* **WORK TO BE COMPLETED**
Reproduce the line that holds "Target — narrow water channel" together with all the lines after it up to the end of the entries.

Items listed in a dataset
----

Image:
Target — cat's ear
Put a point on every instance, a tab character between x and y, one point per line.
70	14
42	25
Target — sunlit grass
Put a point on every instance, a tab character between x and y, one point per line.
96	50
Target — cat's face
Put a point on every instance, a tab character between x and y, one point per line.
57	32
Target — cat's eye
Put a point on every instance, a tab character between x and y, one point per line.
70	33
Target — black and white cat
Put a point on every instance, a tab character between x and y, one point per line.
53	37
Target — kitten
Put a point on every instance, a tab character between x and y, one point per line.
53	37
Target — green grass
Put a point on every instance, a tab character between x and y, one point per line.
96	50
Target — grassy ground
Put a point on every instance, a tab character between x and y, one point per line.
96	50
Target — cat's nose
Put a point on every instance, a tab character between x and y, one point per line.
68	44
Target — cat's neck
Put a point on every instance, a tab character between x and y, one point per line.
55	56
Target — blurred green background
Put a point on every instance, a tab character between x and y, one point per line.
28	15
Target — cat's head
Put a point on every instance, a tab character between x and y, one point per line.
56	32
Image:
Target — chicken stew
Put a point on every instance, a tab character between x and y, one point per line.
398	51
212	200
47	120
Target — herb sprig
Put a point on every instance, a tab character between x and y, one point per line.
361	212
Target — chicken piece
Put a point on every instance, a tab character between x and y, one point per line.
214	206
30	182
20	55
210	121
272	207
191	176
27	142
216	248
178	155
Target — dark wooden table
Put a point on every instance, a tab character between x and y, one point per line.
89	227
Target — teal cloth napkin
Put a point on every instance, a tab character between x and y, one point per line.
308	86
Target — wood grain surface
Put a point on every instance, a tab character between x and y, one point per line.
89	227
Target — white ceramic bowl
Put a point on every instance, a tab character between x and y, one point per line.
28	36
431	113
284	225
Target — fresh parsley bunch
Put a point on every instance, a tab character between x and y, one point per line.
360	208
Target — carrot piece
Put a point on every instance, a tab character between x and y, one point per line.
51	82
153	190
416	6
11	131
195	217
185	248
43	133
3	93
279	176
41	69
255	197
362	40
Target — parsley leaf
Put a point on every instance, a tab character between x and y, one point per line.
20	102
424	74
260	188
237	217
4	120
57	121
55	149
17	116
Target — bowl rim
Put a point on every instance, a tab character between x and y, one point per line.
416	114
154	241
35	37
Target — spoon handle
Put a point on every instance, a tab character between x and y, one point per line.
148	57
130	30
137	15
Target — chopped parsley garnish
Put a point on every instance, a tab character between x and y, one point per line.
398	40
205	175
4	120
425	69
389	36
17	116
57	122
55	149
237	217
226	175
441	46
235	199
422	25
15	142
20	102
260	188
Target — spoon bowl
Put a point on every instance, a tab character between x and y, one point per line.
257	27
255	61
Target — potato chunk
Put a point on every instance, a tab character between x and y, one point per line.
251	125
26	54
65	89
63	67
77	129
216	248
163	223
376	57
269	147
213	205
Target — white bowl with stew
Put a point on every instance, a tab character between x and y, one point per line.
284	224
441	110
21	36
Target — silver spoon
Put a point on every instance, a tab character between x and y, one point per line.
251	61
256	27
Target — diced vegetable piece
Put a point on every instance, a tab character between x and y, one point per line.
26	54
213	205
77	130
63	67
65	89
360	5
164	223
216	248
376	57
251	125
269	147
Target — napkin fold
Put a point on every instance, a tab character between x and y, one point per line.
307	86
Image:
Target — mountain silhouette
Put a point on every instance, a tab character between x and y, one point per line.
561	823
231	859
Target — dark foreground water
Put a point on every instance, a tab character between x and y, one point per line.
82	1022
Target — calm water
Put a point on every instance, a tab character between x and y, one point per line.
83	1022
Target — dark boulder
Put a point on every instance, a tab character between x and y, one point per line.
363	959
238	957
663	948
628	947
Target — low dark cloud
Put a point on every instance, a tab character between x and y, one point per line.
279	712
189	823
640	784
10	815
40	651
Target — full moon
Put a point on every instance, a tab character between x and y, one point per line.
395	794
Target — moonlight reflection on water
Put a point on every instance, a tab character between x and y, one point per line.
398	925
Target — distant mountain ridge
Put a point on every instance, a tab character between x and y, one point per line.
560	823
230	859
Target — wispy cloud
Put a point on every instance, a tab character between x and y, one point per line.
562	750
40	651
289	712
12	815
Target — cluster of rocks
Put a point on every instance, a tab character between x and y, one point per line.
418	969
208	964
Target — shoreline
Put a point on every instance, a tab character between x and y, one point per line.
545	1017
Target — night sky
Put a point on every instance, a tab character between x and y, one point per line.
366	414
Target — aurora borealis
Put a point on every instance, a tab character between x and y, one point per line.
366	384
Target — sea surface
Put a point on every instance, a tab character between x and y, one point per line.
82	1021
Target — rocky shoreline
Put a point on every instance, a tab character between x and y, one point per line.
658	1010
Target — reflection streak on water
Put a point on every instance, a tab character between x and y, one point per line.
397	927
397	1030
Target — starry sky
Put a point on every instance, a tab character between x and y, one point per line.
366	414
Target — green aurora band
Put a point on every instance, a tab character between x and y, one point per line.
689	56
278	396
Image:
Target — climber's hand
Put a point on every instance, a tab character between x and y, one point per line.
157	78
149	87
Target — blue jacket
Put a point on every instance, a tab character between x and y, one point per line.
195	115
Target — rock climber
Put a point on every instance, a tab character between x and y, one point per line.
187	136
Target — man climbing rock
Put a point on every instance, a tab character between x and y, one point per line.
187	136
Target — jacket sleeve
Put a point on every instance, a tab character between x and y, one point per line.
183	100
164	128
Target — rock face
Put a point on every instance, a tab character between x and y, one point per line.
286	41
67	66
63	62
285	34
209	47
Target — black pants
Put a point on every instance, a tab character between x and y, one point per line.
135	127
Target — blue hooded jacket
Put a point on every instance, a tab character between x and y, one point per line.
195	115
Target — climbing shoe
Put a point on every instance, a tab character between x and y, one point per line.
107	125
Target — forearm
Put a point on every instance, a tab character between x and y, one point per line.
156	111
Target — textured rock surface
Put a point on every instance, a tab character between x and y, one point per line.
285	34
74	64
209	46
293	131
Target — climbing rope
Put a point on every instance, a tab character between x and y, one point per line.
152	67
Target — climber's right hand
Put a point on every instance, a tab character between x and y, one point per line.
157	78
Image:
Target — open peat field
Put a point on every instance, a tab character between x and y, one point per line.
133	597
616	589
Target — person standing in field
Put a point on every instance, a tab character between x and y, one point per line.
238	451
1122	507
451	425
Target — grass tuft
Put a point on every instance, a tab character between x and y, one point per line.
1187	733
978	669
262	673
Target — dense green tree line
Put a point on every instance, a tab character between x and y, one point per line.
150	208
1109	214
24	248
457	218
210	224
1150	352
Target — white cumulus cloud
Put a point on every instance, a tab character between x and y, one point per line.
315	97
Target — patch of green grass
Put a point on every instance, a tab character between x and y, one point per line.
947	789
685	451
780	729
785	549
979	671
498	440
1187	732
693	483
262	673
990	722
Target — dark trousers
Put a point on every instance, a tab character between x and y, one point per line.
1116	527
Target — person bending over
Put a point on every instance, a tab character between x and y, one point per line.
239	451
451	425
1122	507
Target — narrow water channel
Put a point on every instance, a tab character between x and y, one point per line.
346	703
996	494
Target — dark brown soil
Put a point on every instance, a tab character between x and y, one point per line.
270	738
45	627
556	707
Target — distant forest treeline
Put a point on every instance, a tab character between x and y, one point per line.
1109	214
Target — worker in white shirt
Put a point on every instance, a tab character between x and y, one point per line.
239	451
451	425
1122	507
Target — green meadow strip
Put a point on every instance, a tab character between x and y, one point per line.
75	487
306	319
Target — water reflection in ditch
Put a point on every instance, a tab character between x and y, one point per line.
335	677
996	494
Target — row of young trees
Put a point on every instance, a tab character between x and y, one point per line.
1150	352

----

* **ANSWER TO THE PROBLEM**
Target — narrow water channel
Put a point on every instance, a tab character between x and y, one point per line.
346	703
996	494
Target — dark brown soil
Put a point on every instance, a tab character between x and y, one point per line.
270	738
45	627
556	707
Target — distant forest treeline
Put a point on every instance, a tab character between x and y, one point per line.
1109	214
Target — worker in white shirt
Put a point on every instance, a tab character between x and y, one point per line.
239	451
451	425
1122	507
Target — green meadow strip
Put a point on every instance, a tab character between x and y, one point per line.
75	487
306	319
Target — water reflection in ditch
Put a point on every instance, a tab character between x and y, one point per line.
335	677
996	494
Target — row of young trees
Put a point on every instance, a tab character between x and y, one point per line.
1150	352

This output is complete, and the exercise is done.